**EXERCISE INSTRUCTIONS:**
Search the listing below for the word "paddle" and return each line that contains it.
(Beginning of DATA SECTION)
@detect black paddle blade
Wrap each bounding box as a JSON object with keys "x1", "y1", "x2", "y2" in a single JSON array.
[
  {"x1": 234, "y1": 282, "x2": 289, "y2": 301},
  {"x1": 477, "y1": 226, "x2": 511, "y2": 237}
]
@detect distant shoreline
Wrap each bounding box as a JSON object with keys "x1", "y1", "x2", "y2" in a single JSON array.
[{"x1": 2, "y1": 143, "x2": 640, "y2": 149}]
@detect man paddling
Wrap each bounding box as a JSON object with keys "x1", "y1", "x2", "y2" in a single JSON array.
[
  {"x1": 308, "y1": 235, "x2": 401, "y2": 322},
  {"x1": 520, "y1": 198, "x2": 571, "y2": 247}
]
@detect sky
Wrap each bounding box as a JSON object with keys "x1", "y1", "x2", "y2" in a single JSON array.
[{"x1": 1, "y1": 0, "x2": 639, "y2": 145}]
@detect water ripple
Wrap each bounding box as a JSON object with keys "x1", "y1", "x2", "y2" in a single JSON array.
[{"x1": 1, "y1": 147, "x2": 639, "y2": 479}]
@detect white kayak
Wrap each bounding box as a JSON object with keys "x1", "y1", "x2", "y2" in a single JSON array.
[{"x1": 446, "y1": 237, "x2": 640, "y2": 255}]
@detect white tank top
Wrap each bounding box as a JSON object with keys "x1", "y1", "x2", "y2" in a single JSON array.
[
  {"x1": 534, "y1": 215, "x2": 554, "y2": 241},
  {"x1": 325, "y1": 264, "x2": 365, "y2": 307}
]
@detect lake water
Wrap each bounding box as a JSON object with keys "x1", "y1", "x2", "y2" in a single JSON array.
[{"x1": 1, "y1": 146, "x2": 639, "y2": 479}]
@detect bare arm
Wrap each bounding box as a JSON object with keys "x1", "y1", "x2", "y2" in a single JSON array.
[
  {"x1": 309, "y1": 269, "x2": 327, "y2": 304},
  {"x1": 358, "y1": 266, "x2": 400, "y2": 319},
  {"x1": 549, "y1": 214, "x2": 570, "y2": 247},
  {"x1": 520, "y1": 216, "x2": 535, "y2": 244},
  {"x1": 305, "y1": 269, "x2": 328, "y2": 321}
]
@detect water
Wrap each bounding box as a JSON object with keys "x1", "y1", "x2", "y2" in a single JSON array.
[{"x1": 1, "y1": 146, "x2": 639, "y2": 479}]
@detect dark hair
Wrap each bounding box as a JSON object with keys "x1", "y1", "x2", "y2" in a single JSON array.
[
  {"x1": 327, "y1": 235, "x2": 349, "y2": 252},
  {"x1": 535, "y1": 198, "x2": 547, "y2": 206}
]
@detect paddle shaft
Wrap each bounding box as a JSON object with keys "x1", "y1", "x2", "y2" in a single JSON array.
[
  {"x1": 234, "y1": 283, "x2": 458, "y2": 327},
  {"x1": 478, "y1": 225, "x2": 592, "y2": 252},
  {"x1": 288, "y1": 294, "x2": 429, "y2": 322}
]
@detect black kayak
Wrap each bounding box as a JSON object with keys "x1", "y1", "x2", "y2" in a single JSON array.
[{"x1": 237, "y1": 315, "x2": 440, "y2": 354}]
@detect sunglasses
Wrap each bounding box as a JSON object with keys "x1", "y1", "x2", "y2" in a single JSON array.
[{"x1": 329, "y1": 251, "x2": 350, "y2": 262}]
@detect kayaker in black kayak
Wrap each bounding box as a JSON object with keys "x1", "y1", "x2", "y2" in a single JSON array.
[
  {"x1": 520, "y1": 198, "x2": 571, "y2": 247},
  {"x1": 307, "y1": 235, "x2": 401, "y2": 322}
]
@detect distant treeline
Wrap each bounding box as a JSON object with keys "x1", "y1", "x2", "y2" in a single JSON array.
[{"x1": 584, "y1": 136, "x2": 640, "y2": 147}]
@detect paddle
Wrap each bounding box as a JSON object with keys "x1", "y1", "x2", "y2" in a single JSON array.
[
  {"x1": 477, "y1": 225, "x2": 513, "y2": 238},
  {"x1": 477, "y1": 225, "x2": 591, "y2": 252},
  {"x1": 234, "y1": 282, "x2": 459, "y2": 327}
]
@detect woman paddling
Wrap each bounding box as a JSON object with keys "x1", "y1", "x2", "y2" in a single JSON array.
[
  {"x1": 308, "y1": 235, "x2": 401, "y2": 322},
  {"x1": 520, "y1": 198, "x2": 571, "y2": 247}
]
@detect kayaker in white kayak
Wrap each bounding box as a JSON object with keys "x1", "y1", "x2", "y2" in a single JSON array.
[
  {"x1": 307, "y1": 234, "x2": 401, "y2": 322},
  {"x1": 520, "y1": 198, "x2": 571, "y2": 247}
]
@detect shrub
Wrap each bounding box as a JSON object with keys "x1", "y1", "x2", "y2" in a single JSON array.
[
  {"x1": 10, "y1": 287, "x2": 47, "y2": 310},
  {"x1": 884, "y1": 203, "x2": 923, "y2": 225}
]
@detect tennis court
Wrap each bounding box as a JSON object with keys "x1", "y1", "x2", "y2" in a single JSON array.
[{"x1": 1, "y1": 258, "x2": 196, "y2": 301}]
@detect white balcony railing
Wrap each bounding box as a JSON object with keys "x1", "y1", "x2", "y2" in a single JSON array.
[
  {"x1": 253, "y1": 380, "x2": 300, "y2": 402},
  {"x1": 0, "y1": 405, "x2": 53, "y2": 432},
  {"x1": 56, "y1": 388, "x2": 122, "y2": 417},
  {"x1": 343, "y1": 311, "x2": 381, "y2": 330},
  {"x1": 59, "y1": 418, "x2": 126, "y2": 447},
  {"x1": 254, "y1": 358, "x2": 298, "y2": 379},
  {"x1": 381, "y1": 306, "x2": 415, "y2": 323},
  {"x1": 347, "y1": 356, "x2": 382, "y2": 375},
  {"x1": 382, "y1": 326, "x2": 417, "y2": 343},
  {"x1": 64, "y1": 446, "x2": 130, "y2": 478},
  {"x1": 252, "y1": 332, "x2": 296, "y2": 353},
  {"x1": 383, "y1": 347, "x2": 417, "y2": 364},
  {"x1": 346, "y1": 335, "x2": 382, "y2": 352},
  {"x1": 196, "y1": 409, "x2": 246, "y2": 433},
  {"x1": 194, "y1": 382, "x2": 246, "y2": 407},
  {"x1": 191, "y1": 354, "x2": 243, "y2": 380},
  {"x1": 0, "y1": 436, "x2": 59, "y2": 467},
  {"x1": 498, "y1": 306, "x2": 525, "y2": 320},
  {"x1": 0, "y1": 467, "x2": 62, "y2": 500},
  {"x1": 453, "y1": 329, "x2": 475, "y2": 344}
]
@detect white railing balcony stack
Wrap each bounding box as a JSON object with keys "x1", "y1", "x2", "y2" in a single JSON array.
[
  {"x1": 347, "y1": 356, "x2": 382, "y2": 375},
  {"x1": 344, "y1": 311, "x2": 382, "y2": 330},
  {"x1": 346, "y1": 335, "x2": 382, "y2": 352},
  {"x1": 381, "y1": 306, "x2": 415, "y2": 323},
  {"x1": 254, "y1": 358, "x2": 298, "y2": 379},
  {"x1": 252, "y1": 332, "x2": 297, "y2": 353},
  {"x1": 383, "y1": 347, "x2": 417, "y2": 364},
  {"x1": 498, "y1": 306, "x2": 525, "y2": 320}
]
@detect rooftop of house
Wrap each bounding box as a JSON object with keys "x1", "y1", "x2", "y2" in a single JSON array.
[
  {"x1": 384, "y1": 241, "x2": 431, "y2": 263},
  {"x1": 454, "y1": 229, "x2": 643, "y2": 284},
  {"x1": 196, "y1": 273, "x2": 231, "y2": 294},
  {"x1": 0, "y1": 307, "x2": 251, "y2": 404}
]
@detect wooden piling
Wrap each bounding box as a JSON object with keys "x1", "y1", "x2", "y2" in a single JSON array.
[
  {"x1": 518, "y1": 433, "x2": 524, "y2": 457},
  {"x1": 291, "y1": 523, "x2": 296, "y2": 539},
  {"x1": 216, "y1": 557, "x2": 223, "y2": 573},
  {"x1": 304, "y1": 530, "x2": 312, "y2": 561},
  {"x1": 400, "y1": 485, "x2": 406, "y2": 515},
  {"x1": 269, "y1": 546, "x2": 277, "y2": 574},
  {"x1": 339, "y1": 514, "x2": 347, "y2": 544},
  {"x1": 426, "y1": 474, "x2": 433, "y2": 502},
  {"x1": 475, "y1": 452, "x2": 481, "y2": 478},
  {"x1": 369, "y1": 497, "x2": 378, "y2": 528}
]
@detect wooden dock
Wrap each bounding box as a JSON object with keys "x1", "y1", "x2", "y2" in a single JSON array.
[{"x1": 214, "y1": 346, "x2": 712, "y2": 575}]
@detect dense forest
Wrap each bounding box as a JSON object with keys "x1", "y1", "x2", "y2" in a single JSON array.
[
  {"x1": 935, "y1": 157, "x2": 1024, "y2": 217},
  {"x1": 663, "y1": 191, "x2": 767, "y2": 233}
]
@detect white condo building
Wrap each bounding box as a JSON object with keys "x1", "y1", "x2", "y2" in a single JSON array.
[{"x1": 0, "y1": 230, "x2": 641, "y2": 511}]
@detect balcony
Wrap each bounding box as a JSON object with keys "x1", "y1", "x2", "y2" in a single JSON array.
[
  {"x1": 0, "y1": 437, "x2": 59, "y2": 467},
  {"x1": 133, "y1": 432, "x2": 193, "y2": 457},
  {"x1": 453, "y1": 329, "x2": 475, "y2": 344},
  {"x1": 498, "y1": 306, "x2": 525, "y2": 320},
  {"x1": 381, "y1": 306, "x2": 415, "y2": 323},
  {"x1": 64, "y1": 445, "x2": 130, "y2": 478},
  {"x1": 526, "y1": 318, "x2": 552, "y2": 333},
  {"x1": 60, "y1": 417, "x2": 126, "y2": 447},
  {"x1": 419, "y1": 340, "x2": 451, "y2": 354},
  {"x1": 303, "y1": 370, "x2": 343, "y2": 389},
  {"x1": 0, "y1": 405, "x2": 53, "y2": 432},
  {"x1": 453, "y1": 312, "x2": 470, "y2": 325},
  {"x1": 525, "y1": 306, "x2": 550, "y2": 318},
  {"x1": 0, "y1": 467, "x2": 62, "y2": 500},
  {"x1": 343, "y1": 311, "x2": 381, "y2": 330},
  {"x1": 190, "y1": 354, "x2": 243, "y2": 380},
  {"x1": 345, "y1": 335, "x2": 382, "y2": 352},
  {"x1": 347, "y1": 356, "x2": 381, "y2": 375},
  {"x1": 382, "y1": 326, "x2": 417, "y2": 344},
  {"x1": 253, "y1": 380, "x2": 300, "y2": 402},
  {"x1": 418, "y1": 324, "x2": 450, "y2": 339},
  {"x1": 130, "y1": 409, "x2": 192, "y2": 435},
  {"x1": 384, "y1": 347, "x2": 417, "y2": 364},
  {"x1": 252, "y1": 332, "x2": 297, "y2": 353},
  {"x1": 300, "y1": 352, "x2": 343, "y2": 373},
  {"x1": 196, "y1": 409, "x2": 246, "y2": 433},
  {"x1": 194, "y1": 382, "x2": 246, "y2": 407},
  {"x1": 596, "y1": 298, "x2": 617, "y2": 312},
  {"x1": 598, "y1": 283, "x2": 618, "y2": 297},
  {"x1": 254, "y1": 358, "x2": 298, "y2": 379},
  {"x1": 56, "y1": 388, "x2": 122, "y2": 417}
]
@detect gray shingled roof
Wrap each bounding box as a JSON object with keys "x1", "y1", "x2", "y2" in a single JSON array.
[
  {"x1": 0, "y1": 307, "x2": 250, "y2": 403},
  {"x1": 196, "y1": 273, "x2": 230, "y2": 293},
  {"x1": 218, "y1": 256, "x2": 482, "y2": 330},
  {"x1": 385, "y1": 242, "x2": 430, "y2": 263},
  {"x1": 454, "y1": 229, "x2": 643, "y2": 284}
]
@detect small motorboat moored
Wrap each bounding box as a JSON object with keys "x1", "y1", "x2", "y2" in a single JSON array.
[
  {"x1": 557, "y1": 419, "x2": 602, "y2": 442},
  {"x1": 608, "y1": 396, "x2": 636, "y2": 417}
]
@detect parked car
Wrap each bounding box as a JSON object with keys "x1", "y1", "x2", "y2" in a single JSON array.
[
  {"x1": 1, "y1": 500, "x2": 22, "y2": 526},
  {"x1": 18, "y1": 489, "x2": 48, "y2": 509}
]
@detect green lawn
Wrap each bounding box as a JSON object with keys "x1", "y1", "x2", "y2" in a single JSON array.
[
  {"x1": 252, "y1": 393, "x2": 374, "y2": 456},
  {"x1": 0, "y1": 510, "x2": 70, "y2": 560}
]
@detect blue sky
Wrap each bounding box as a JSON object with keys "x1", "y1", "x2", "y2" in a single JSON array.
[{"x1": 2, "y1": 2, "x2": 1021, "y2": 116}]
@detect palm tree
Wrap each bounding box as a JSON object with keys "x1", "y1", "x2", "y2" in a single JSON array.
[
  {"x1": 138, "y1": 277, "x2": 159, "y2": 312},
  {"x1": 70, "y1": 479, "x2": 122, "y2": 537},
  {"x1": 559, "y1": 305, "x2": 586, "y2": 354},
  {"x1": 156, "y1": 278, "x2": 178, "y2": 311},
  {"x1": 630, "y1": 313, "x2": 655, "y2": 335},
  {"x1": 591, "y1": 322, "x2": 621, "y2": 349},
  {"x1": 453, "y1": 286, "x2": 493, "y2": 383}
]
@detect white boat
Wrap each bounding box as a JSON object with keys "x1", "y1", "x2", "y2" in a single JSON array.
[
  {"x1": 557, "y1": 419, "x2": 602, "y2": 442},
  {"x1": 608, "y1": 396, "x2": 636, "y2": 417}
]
(End of DATA SECTION)
**ANSWER SPACE:**
@detect black paddle blade
@detect paddle shaft
@detect paddle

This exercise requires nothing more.